*** Opening Data shown ***

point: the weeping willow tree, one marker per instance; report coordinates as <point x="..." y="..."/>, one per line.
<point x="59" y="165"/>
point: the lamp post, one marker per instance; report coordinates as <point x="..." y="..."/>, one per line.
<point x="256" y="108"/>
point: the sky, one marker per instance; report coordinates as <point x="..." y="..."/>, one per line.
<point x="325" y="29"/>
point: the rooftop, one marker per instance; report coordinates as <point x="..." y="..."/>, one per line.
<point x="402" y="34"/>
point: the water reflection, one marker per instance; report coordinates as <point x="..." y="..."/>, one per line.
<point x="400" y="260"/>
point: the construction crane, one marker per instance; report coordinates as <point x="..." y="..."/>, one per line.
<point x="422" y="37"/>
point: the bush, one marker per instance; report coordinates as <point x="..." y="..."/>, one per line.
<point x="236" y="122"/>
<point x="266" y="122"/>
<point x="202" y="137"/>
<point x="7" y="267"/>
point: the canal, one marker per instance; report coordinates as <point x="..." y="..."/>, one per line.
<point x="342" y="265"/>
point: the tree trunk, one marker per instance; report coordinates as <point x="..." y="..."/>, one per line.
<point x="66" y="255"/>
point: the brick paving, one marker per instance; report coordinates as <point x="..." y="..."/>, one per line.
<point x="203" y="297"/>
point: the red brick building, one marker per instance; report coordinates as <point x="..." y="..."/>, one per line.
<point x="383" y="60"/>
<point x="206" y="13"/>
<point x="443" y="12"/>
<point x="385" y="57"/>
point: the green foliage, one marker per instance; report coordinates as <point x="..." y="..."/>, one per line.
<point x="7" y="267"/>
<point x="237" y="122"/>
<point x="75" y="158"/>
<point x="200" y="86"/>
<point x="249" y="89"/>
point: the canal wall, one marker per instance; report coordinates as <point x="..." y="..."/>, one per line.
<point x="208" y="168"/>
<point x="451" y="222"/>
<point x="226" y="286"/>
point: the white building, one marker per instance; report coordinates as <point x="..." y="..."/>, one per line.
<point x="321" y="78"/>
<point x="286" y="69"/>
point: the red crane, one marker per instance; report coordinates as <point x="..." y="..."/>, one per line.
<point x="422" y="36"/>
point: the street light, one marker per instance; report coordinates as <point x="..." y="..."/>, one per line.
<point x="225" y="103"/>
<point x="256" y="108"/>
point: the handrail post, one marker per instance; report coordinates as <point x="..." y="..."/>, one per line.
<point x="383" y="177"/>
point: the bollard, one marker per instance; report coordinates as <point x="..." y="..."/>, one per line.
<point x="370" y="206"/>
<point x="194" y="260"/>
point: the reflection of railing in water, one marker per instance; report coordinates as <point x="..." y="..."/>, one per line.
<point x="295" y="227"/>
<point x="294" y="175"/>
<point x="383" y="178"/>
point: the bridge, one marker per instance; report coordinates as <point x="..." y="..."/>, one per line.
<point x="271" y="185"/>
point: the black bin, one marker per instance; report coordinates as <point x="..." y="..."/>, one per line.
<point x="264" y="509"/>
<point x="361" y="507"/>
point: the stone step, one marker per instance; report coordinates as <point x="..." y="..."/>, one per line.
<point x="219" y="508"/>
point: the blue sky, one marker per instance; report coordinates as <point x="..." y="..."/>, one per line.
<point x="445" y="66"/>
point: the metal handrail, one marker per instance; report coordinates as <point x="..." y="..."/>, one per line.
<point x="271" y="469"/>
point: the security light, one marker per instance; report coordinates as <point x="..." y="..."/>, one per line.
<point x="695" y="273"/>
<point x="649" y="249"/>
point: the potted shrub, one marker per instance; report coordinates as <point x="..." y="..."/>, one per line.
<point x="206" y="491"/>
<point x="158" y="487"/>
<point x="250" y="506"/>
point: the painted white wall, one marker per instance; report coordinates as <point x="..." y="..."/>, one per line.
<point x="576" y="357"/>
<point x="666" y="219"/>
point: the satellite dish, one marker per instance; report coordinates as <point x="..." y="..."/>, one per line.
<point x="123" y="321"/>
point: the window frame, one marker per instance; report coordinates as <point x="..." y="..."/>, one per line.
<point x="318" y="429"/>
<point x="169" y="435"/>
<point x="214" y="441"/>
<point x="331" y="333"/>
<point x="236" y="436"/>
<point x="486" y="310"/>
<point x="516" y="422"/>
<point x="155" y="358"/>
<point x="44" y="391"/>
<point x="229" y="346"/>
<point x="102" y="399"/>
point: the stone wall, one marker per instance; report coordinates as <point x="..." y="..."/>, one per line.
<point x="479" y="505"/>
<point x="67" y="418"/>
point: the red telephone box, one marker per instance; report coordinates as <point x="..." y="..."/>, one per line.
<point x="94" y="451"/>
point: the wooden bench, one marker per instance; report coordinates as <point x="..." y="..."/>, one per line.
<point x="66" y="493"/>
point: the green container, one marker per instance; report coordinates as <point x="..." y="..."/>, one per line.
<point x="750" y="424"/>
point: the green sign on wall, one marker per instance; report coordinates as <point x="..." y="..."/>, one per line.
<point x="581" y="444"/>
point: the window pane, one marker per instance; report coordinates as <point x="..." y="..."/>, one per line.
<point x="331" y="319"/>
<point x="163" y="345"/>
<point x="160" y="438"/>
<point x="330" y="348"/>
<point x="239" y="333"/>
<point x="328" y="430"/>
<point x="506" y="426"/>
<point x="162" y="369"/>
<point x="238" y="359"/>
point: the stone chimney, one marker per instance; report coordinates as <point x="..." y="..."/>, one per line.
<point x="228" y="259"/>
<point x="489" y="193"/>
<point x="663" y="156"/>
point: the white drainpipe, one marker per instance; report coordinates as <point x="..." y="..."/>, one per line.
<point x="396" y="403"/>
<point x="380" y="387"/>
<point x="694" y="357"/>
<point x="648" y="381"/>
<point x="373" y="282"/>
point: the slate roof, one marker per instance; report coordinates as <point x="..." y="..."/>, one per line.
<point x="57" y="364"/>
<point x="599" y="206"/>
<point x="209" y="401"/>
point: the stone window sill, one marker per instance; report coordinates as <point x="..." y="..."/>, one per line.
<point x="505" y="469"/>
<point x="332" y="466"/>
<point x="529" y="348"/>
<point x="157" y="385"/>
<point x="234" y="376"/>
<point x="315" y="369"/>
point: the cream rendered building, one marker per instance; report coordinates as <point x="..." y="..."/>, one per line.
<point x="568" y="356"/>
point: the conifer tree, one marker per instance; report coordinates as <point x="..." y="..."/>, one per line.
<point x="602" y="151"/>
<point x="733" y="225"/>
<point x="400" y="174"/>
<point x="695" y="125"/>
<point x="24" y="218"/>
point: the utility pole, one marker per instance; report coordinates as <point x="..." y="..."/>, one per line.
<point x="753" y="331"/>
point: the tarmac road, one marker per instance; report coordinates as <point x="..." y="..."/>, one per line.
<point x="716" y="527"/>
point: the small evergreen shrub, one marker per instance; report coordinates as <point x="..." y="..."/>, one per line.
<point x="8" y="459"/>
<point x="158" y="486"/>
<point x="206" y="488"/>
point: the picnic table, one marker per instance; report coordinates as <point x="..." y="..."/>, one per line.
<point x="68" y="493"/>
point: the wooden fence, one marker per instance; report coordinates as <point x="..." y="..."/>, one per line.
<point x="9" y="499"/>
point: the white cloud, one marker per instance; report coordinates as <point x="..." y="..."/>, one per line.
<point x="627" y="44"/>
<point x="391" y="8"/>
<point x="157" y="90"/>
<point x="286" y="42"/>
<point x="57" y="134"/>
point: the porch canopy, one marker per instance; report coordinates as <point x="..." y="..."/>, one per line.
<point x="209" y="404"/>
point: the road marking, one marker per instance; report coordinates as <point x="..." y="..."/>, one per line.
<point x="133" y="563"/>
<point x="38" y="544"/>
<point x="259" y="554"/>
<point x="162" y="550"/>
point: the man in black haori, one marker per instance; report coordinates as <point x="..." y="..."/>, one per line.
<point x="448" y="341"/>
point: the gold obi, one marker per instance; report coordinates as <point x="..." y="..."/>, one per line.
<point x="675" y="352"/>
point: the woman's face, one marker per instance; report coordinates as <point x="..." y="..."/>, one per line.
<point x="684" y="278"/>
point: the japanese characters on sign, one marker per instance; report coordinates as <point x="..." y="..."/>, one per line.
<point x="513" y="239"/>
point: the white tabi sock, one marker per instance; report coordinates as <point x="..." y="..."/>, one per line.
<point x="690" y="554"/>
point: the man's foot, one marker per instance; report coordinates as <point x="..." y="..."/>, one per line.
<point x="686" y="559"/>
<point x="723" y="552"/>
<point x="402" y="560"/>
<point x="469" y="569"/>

*** Closing Data shown ***

I would like you to restate word for word the lines from the one with "point: the white tabi" through the last line of the material above, and only those.

point: the white tabi sock, one marker per instance; report coordinates as <point x="..." y="..."/>, one per line.
<point x="690" y="554"/>
point: the man's foot, one marker per instance; report coordinates as <point x="..." y="..."/>, one per line.
<point x="686" y="559"/>
<point x="723" y="552"/>
<point x="402" y="560"/>
<point x="469" y="569"/>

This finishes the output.